▶ _REQUIRED WORK_: Write out every entry precisely as given, leaving the pictures out.

[Data items]
══════════

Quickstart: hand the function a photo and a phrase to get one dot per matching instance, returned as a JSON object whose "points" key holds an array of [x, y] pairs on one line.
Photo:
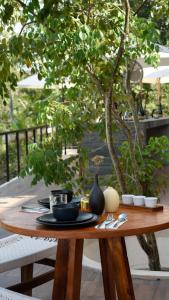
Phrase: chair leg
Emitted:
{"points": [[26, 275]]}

══════════

▶ _WRITTEN ANSWER_:
Quickstart: hand the function a photo and a phrase to get one dot per matching instance, returned as a JSON object whose "points" key holds an array of [x, y] pairs on one line.
Photo:
Phrase: chair leg
Emitted:
{"points": [[26, 275]]}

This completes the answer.